#### AIM OF THE TASK
Using the entries below, output exactly the lines from the one containing "# place a dot on every instance of the wooden bookcase" through the final line, both included, and no others.
(SUPPLIED RECORDS begins)
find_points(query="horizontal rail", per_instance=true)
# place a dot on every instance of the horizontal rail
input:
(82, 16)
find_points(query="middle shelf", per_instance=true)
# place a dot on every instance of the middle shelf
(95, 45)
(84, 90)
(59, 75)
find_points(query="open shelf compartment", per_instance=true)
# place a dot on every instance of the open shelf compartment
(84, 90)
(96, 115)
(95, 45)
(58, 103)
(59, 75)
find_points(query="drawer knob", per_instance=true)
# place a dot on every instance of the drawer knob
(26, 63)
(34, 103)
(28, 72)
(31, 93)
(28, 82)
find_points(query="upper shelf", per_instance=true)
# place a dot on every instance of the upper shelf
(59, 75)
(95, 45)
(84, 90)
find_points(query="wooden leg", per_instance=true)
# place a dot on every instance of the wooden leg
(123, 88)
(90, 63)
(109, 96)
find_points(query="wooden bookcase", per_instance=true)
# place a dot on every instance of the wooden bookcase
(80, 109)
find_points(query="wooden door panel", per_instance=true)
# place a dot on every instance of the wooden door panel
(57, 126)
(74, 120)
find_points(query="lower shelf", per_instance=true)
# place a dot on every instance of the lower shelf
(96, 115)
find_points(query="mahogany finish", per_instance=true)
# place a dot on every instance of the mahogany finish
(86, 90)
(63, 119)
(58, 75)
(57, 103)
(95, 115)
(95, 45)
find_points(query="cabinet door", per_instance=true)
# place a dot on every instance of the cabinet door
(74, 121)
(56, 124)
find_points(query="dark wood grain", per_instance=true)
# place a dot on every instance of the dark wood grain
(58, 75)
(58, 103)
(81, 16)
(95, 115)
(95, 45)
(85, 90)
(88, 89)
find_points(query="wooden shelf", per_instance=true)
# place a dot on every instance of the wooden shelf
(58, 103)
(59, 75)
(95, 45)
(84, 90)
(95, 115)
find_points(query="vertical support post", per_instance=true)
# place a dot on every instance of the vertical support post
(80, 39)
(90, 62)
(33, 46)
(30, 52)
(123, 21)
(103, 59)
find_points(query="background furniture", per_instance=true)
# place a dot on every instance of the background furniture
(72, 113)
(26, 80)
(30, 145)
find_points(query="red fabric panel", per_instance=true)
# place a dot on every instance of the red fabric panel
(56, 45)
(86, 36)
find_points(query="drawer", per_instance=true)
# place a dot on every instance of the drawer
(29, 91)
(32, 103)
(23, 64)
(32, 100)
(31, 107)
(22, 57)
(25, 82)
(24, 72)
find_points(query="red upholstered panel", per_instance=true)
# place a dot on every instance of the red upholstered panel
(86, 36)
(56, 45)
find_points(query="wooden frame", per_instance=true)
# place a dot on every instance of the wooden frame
(SUPPLIED RECORDS ends)
#### YOUR RESPONSE
# place a dot on every instance of the wooden bookcase
(80, 109)
find_points(query="wooden door panel", per_instance=true)
# place a dot on every instance of the wooden door panel
(57, 126)
(74, 120)
find_points(query="lower shelf", per_instance=true)
# place a dot on every instance of the lower shelf
(96, 115)
find_points(query="mahogany finish", per_instance=true)
# place a dot on every instance of the mahogany finish
(86, 90)
(63, 119)
(58, 75)
(57, 103)
(95, 115)
(95, 45)
find_points(query="cabinet door", per_instance=true)
# place a dot on every instance of the cabinet door
(74, 121)
(56, 124)
find_points(query="dark wood grain", per_instance=true)
# place a dot on every instance of the dark wood grain
(58, 75)
(58, 103)
(81, 16)
(95, 115)
(95, 45)
(85, 90)
(88, 89)
find_points(query="wooden shelf", per_instance=true)
# place a dot on every instance of the wooden shelf
(58, 103)
(59, 75)
(95, 45)
(84, 90)
(95, 115)
find_points(query="vertical support post", per_instance=true)
# place a dot on every instance of the vertical support post
(80, 39)
(90, 62)
(33, 46)
(30, 52)
(123, 21)
(103, 59)
find_points(query="background furniture", per_instance=true)
# place a dot on every instance of the background furniture
(72, 113)
(26, 80)
(30, 145)
find_points(query="red fabric panel", per_instance=true)
# place a dot on every instance of the red fabric panel
(56, 45)
(86, 36)
find_points(query="drawer", per_instance=true)
# place a dot on every instance of the drawer
(29, 91)
(32, 103)
(23, 64)
(32, 100)
(31, 107)
(22, 57)
(25, 82)
(24, 72)
find_points(query="red upholstered panel", per_instance=true)
# place a dot on every instance of the red upholstered panel
(86, 36)
(56, 45)
find_points(query="wooden frame", per_instance=true)
# place a dot on every instance of the wooden frame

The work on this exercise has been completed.